You might’ve seen marks under your dog’s eyes and thought of it as no cause for concern. However, a deeper look into the issues underlying what are called tear stains will tell you why it matters and how to get rid of it.
What are Tear Stains?
Tear stains are reddish-brown marks under a dog’s eyes, which are observed in some dogs more than others. As such discolouration is more visible on dogs with light coloured fur, this does not indicate the presence of the condition. In fact, the prevalence of the condition is largely dependent on the dog’s breed.
A dog with tear stains
Epiphora, also known as excessive tearing, is the cause for tear stains. Usually, tear ducts drain fluids in the eyes, but a malfunction – or, the inability to drain tears properly – can cause overflow of tears onto the face.
Since epiphora is a symptom of medical conditions such as conjunctivitis, glaucoma and allergies, do keep a lookout for excessive tearing in your dog. Breed-wise, as a result of genetics and heredity, short-nosed breeds including Pekingeses, Malteses and Pugs have protuberant eyes. In this case, tearing can occur due to eye irritation. Genetically, breeds such as Poodles and Cocker Spaniels are more likely to have imperforate puncta – where tear ducts are improperly developed such that tears are blocked from being drained.
Tear stains can be different in colour due to different causes. Reddish stains occur from a buildup of iron-containing porphyrin, a pigment found in tears. Such stains can darken when exposed to sunlight. Meanwhile, brownish stains occur in the presence of a yeast infection on the skin.
Before self-treatment, always take your dog to the vet to rule out any medical cause of epiphora. In the meantime, you can carry out simple grooming at home to improve its condition. At least twice-weekly, use a warm towel to clean the area around your dog’s eyes. This prevents the buildup of porphyrin and can even slow the spread of yeast infection. Additionally, do keep your its fur trimmed around its eyes to reduce irritation and overproduction of tears. Should your dog be pawing at its eyes, consider using an Elizabethan collar to avoid further damage.
As with all medical conditions, the treatment for epiphora depends on the cause. Should the condition persist despite regular grooming, then a trip to the vet is recommended. For medical-related causes, your vet will be able to advise on the next course of action to take. For tear stains associated with allergies, the vet may prescribe antihistamines. Otherwise, your vet may refer you to a veterinary ophthalmologist to find out the exact cause for excessive tearing in your dog.
While tear stains do affect your dog’s appearance, keep in mind the more pressing health problems related. Once you’ve ruled out any medical causes, you can start help your pet maintain good hygiene and, in turn, a good appearance.

(Collection entries)
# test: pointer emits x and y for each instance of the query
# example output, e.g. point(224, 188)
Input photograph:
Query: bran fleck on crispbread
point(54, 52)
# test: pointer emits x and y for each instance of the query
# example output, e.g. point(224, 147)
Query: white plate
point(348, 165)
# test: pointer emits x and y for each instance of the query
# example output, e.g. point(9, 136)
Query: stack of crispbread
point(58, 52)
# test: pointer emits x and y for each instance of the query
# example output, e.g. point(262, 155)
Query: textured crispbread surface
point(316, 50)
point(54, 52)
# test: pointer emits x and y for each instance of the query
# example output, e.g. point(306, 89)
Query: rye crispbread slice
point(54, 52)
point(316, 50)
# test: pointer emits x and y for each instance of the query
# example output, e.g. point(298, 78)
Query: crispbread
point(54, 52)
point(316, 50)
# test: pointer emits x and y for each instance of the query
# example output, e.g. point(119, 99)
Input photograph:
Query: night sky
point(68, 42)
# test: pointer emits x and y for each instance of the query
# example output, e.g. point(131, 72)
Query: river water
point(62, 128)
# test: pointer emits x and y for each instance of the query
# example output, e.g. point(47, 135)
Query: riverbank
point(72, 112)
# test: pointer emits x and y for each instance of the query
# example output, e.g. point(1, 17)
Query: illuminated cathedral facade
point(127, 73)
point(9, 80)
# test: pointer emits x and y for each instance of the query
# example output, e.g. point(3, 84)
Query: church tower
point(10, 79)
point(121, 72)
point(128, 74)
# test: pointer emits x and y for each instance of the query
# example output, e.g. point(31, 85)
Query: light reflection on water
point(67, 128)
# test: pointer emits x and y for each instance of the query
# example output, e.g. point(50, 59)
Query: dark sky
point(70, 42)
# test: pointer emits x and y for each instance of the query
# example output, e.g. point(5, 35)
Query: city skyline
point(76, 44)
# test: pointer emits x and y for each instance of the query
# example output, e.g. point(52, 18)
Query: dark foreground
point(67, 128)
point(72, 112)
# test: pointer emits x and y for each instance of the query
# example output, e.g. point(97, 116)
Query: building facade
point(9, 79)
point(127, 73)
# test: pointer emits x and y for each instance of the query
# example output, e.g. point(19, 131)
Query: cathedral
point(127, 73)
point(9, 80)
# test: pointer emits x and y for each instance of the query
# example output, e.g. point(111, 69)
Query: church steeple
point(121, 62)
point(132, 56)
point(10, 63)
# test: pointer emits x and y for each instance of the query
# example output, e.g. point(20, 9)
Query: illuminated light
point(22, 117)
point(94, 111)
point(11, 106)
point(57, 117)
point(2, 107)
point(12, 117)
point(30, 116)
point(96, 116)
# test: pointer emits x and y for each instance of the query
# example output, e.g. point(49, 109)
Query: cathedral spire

### Apply what you read:
A. According to the dog tear stain passage, what causes reddish tear stains?
B. From the dog tear stain passage, return everything from "Tear stains are" down to "the dog’s breed.", copied word for word.
These entries come from a separate source and are not related to the dog tear stain passage.

### Solutions to each task:
A. A buildup of iron-containing porphyrin, a pigment found in tears.

B.
Tear stains are reddish-brown marks under a dog’s eyes, which are observed in some dogs more than others. As such discolouration is more visible on dogs with light coloured fur, this does not indicate the presence of the condition. In fact, the prevalence of the condition is largely dependent on the dog’s breed.